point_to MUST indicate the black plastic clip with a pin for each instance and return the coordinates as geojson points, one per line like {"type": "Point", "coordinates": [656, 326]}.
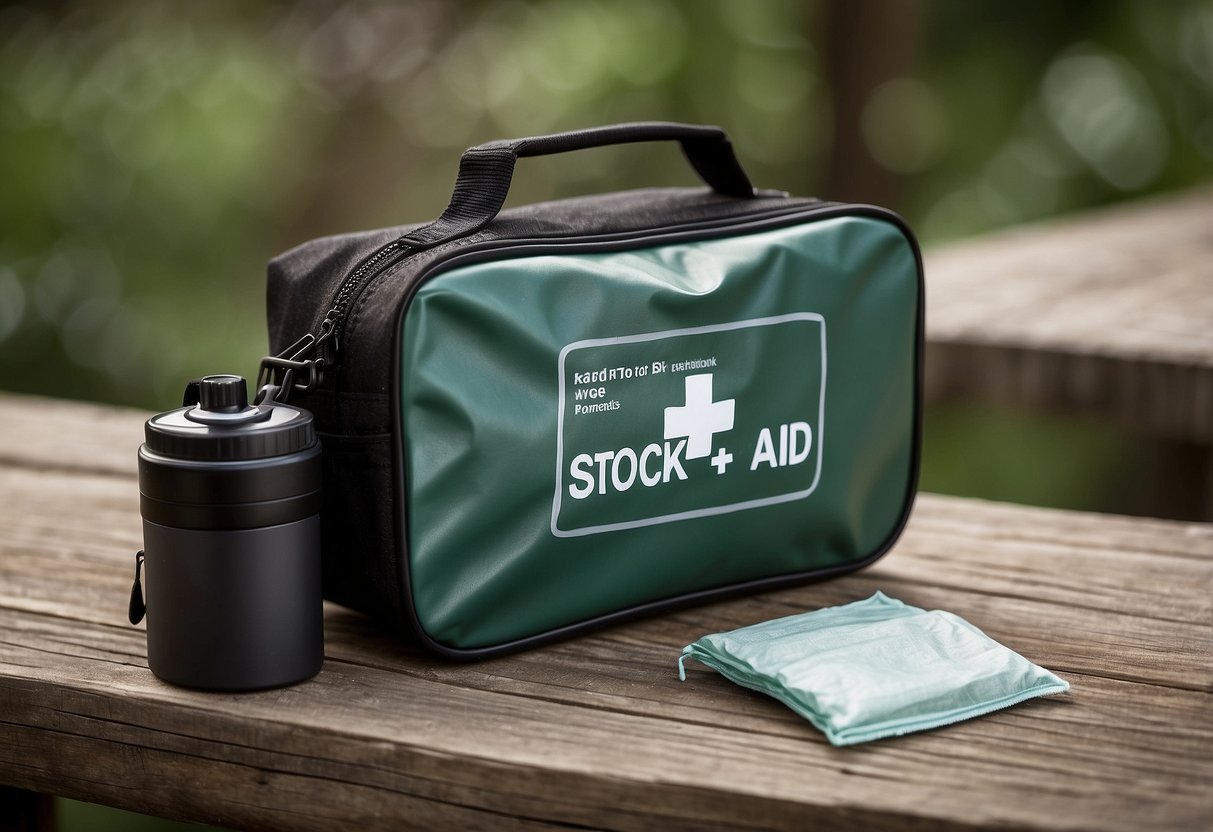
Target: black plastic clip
{"type": "Point", "coordinates": [291, 369]}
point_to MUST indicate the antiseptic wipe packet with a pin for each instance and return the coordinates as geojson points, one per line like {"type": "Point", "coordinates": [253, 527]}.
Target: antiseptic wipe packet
{"type": "Point", "coordinates": [875, 668]}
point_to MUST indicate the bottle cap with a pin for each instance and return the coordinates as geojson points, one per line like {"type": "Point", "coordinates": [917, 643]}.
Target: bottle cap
{"type": "Point", "coordinates": [222, 426]}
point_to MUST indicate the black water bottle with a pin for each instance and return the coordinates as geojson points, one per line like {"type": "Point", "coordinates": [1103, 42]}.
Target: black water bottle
{"type": "Point", "coordinates": [231, 495]}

====

» **Objective**: Turn every line of the rows above into a numbered list, skipping blank lines and leaving out the pictures.

» **Written answer**:
1. point_to MUST indicate the black plastic clip with a pin for each instance and return the coordinates as geojson points, one per line like {"type": "Point", "coordinates": [656, 326]}.
2. Target: black plastic clip
3. {"type": "Point", "coordinates": [291, 369]}
4. point_to MUST indicate the antiseptic wipe packet with a pin for each instance and return the coordinates as geojson points, one per line like {"type": "Point", "coordinates": [253, 527]}.
5. Target: antiseptic wipe packet
6. {"type": "Point", "coordinates": [875, 668]}
7. point_to MUST indicate the bottle cap with a pin for each instance and return the coordinates as geojson points, one per line like {"type": "Point", "coordinates": [917, 643]}.
8. Target: bottle cap
9. {"type": "Point", "coordinates": [222, 426]}
10. point_to MUST indicate the black water bottle with a pin for each instance and return the coordinates as geojson points, one per line like {"type": "Point", "coordinates": [1103, 42]}.
11. Target: black water bottle
12. {"type": "Point", "coordinates": [231, 495]}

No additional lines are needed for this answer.